**Your assignment:** Line tally for the word "texture": count the lines below that contain it and reply with the number alone.

Data excerpts:
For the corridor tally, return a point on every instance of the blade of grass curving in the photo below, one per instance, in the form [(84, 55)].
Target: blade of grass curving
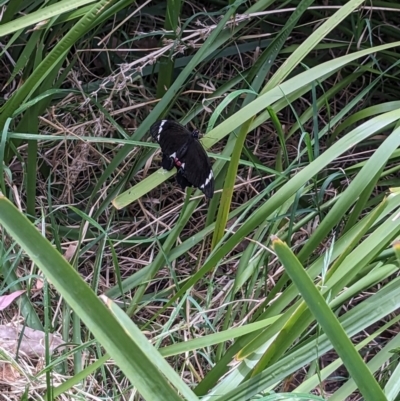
[(362, 316), (151, 352), (267, 99), (291, 293), (166, 63), (305, 47), (257, 75), (214, 41), (289, 189), (377, 161), (43, 14), (130, 357), (332, 328)]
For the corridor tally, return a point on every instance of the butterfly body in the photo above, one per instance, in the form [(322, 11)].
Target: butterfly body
[(182, 149)]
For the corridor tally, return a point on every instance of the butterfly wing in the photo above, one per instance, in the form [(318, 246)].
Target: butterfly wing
[(172, 137), (196, 169)]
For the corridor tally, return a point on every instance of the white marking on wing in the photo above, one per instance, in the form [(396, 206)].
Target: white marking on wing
[(208, 179), (160, 127)]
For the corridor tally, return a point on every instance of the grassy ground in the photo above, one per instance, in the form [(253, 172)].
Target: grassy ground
[(284, 285)]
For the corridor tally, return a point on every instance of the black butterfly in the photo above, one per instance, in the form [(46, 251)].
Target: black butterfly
[(182, 149)]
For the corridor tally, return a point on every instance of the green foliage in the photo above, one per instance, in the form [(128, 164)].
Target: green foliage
[(285, 285)]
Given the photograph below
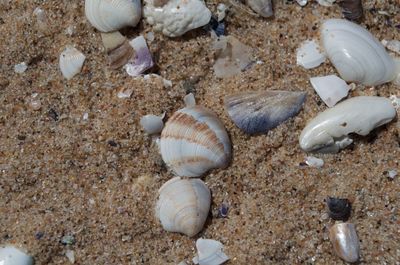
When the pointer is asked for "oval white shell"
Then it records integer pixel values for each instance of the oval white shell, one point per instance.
(209, 252)
(10, 255)
(71, 62)
(328, 132)
(345, 241)
(111, 15)
(183, 205)
(356, 54)
(194, 141)
(176, 17)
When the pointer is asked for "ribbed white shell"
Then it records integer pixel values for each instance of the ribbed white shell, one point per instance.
(183, 205)
(71, 62)
(194, 141)
(111, 15)
(357, 55)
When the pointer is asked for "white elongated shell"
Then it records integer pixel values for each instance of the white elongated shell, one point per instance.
(328, 132)
(183, 205)
(194, 141)
(112, 15)
(10, 255)
(356, 54)
(330, 88)
(345, 241)
(71, 62)
(176, 17)
(209, 252)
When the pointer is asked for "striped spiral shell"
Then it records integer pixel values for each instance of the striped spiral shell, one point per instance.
(194, 141)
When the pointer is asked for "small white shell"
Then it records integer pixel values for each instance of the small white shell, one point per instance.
(209, 252)
(356, 54)
(330, 88)
(194, 141)
(176, 17)
(183, 205)
(328, 132)
(71, 62)
(345, 241)
(10, 255)
(111, 15)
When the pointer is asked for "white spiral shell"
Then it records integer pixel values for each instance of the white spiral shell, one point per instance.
(194, 141)
(112, 15)
(183, 205)
(357, 55)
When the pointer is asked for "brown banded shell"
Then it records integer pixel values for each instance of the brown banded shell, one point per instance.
(194, 141)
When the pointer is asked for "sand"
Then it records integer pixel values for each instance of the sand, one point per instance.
(96, 179)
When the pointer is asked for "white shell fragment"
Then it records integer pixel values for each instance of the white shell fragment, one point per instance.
(345, 241)
(209, 252)
(10, 255)
(356, 54)
(183, 205)
(260, 111)
(309, 54)
(112, 15)
(152, 124)
(71, 62)
(176, 17)
(329, 131)
(331, 88)
(194, 141)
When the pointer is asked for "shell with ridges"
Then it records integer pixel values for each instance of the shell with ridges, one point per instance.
(183, 205)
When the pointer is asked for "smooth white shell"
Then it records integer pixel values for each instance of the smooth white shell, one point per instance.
(194, 141)
(356, 54)
(330, 88)
(111, 15)
(183, 205)
(209, 252)
(176, 17)
(71, 62)
(328, 132)
(10, 255)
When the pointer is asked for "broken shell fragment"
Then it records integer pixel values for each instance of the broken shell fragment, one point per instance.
(71, 62)
(194, 141)
(10, 255)
(183, 205)
(330, 88)
(209, 252)
(175, 17)
(345, 241)
(261, 111)
(329, 131)
(107, 16)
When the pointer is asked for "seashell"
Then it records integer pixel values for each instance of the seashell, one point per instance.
(330, 88)
(71, 62)
(345, 241)
(112, 15)
(176, 17)
(261, 7)
(261, 111)
(351, 9)
(10, 255)
(329, 131)
(309, 55)
(209, 252)
(356, 54)
(338, 209)
(183, 205)
(152, 124)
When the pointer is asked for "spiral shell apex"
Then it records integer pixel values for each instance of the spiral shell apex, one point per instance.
(194, 141)
(183, 205)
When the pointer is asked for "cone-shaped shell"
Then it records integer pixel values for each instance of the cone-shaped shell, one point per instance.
(194, 141)
(183, 205)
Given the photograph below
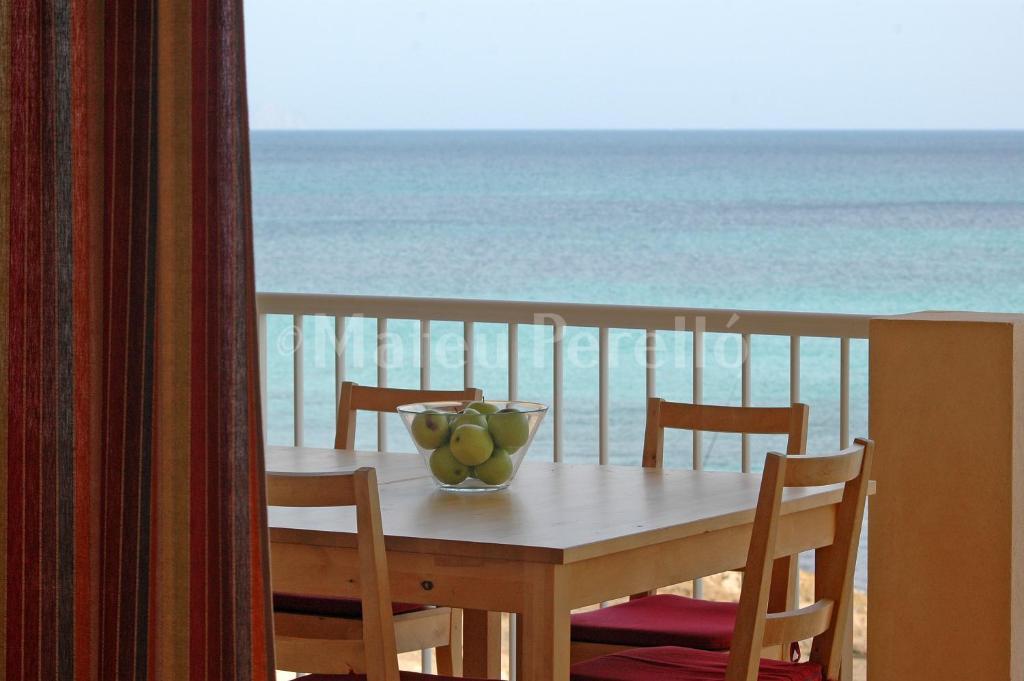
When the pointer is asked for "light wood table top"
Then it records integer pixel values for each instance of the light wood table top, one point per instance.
(556, 513)
(560, 537)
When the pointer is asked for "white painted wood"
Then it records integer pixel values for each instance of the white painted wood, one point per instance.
(424, 354)
(602, 396)
(558, 336)
(467, 354)
(298, 387)
(339, 356)
(844, 393)
(697, 393)
(650, 358)
(261, 341)
(513, 360)
(574, 314)
(744, 463)
(794, 369)
(381, 380)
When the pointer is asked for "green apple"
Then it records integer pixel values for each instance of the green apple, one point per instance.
(471, 444)
(482, 407)
(509, 428)
(496, 470)
(469, 416)
(446, 468)
(430, 429)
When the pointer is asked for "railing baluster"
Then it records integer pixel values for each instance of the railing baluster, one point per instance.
(698, 391)
(381, 380)
(698, 399)
(298, 388)
(794, 369)
(650, 354)
(558, 332)
(426, 658)
(467, 354)
(424, 354)
(844, 393)
(513, 362)
(339, 356)
(602, 395)
(744, 464)
(261, 341)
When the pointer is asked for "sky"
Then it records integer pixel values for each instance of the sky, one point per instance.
(635, 64)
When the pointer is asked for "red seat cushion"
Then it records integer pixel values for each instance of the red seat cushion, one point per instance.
(330, 606)
(674, 664)
(406, 676)
(659, 620)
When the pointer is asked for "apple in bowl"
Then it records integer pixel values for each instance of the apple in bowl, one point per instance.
(473, 447)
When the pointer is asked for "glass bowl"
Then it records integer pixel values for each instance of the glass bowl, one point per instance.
(472, 447)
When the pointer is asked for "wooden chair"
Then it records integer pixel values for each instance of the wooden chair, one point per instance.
(826, 620)
(670, 620)
(419, 628)
(356, 397)
(365, 648)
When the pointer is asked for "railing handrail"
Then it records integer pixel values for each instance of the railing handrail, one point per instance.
(765, 323)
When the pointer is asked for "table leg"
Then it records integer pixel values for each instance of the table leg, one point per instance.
(545, 627)
(846, 673)
(481, 644)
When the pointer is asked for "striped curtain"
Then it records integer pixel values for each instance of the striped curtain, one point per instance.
(131, 499)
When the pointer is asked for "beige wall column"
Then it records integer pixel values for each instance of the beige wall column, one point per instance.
(946, 526)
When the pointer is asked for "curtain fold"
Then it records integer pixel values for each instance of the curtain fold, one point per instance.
(132, 516)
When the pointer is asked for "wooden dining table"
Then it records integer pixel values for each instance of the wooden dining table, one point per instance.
(559, 538)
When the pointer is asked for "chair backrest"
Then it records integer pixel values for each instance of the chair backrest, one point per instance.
(377, 646)
(356, 397)
(790, 421)
(827, 618)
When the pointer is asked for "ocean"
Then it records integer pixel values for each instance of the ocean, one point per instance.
(869, 222)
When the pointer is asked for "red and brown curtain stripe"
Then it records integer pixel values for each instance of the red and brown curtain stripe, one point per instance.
(131, 488)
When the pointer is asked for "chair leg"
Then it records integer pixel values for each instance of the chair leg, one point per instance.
(450, 656)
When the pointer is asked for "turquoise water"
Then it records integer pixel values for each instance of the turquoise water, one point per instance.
(819, 221)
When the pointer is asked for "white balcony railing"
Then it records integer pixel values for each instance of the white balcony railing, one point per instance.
(693, 324)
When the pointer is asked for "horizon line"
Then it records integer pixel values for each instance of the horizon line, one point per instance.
(636, 129)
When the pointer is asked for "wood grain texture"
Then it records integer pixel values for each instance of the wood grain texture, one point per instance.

**Exercise response:** 2